Исходный фрагмент →
***
В двухтысячных наступает эпоха безвременья. Развивается начатый «Доном Паскуале» в 1997 курс на самоцитирование и самопародию, а также на пародию вообще: ставятся «Вампука, невеста африканская», «Свадьба Фигаро», «Любовь к трем апельсинам». По самым разным поводам организуются капустники, обыгрывающие фрагменты присутствующих в репертуаре опер. В 2007 году Дом Медика закрывают на реконструкцию, и в ожидании возвращения «Геликон» развлекается в здании на Новом Арбате пастишем к юбилею Вагнера: проект www.nibelungopera.ru собрал арии из всех опер композитора и отправил валькирий в полет на самолете.

Наконец, с переездом в 2015 в реновированное здание на Большой Никитской «Геликон» немедленно захотел вписать себя в большую традицию: реконструировал «Евгения Онегина» в легендарной постановке Константина Станиславского и пригласил Владимира Федосеева стать почетным музыкальным руководителем труппы. В то же время театр пытается продолжать традицию собственную, ориентированную на десакрализацию оперного театра и апеллирующую к молодежи. «Геликон» даже завел себе живого маскота: черно-белая кошка Зиглинда, которая гуляет сама по себе и в зрительской, и в рабочей части театра, официально значится талисманом и ведет собственный аккаунт в Instagram.
***
Предоставленные материалы →
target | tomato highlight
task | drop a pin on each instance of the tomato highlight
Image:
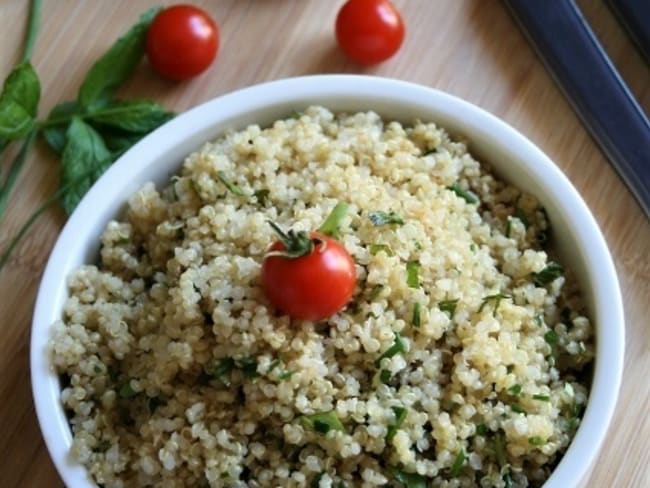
***
Задания →
A. Определите, согласуется ли с фрагментом о театре «Геликон» каждое из утверждений: (i) в 2007 году Дом Медика закрыли на реконструкцию; (ii) в 2015 году театр переехал в здание на Новом Арбате; (iii) кошка Зиглинда официально значится талисманом театра. Для каждого утверждения ответьте «да» или «нет» и приведите точную цитату из фрагмента, которая это подтверждает.
B. Воспроизведите дословно отрывок фрагмента о театре «Геликон» от слов «Наконец, с переездом» до слов «аккаунт в Instagram.» включительно.

Ответы →
A.
(i) Да: «В 2007 году Дом Медика закрывают на реконструкцию».
(ii) Нет: «с переездом в 2015 в реновированное здание на Большой Никитской».
(iii) Да: «официально значится талисманом».

B.
Наконец, с переездом в 2015 в реновированное здание на Большой Никитской «Геликон» немедленно захотел вписать себя в большую традицию: реконструировал «Евгения Онегина» в легендарной постановке Константина Станиславского и пригласил Владимира Федосеева стать почетным музыкальным руководителем труппы. В то же время театр пытается продолжать традицию собственную, ориентированную на десакрализацию оперного театра и апеллирующую к молодежи. «Геликон» даже завел себе живого маскота: черно-белая кошка Зиглинда, которая гуляет сама по себе и в зрительской, и в рабочей части театра, официально значится талисманом и ведет собственный аккаунт в Instagram.